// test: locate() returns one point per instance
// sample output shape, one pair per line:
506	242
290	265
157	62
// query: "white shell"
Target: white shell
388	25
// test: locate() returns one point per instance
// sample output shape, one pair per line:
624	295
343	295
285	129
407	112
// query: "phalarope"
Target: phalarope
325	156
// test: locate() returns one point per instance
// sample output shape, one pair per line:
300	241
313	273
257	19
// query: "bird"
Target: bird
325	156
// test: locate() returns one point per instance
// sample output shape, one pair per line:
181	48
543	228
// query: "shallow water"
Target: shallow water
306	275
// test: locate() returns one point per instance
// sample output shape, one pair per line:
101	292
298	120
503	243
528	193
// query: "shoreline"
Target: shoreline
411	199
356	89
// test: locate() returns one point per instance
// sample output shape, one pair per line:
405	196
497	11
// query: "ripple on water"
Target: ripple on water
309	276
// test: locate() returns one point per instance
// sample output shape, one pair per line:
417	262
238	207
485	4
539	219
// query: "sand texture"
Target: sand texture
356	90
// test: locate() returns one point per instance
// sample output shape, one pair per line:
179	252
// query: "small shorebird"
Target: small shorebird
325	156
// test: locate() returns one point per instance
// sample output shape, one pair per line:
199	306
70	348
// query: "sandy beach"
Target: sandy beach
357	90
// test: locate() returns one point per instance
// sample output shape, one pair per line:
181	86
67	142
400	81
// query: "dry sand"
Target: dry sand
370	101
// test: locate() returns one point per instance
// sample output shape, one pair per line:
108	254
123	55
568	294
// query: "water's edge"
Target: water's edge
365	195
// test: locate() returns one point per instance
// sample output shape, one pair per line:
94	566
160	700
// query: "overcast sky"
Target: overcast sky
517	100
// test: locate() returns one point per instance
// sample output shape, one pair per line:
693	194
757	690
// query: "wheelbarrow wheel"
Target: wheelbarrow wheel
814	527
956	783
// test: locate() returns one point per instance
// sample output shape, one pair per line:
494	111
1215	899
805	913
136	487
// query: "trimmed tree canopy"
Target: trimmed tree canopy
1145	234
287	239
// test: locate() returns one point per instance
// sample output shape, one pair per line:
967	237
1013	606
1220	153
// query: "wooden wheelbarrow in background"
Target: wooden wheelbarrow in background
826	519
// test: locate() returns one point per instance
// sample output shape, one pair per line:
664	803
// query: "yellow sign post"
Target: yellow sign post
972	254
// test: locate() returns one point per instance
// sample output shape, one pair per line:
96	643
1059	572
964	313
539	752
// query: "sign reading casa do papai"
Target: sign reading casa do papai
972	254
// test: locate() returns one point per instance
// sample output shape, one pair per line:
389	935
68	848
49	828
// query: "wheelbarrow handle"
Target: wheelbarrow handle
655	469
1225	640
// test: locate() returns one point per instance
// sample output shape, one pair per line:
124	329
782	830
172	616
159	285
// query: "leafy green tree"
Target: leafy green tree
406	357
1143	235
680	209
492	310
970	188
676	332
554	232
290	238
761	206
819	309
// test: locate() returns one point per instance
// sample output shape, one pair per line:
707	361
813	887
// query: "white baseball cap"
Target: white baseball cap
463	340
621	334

§ Task details
Exactly as written, please output every entry.

§ Final answer
// test: locate() returns one point per instance
// sample output shape, one pair per line:
506	242
290	265
157	62
// query: "white shell"
Target: white shell
388	25
// test: locate() returns one point per instance
// sample output shape, one pair per line:
624	295
343	295
285	129
407	112
// query: "phalarope"
Target: phalarope
325	156
// test: locate() returns one point per instance
// sample output shape, one pair per line:
300	241
313	273
257	19
// query: "bird"
Target: bird
325	156
// test: locate() returns one point per instance
// sample output shape, one pair per line:
181	48
543	228
// query: "shallow water"
Target: shallow water
306	275
// test: locate() returns one point per instance
// sample output shape, one pair per line:
101	292
298	120
503	243
528	193
// query: "shoreline"
Target: shoreline
411	199
356	89
// test: locate() returns one point per instance
// sample output shape, one pair per line:
405	196
497	11
// query: "ripple on water"
Target: ripple on water
309	276
// test: locate() returns one point per instance
// sample output shape, one pair per line:
417	262
238	207
485	4
539	219
// query: "sand texture"
Target: sand texture
356	90
// test: locate() returns one point per instance
// sample output shape, one pair per line:
179	252
// query: "small shorebird"
Target: small shorebird
325	156
// test: locate() returns one point per instance
// sample output shape, one pair per line:
199	306
70	348
// query: "sandy beach"
Target: sandy beach
357	90
// test: locate() returns one point per instance
// sample output shape, one pair per line:
181	86
67	142
400	81
// query: "dry sand"
Target: dry sand
370	101
// test: locate() returns one point per instance
// sample output shape, one pair per line:
108	254
123	55
568	294
// query: "water's edge"
Target: water's edge
365	195
// test: locate() returns one point per instance
// sample output shape, one pair per line:
94	566
160	700
// query: "overcast sky"
Target: overcast sky
517	100
// test: locate() returns one point per instance
// sample output shape, one pair per line:
693	194
757	690
// query: "wheelbarrow wheel"
Target: wheelbarrow wheel
814	527
956	783
// test: locate() returns one point per instance
// sample output shape, one pair per line:
494	111
1215	899
805	913
136	487
// query: "trimmed tree canopy"
Target: trimmed tree canopy
1145	234
287	239
// test: locate() returns one point per instance
// sample output shape, one pair per line:
967	237
1013	606
1220	153
// query: "wooden wheelbarrow in background"
Target: wooden wheelbarrow in background
826	519
// test: locate() returns one point per instance
// sample output shape, one pair per line:
664	803
// query: "yellow sign post"
Target: yellow sign post
972	254
// test: locate() returns one point per instance
// sample output shape, one pair per line:
96	643
1059	572
964	313
539	752
// query: "sign reading casa do papai"
Target: sign reading casa do papai
972	254
// test: locate() returns one point per instance
// sample output shape, one pair per line:
389	935
68	848
49	828
// query: "wheelbarrow handle"
Target: wheelbarrow handle
655	469
1225	640
// test: locate() returns one point per instance
// sample output shape, one pair per line:
124	329
782	830
172	616
159	285
// query: "leafy green tree"
Target: leafy green tree
406	357
1143	235
680	209
492	310
970	188
676	332
554	232
290	238
761	206
819	309
// test: locate() returns one point per instance
// sample output shape, one pair per line:
707	361
813	887
// query: "white baseball cap"
Target: white baseball cap
463	340
621	334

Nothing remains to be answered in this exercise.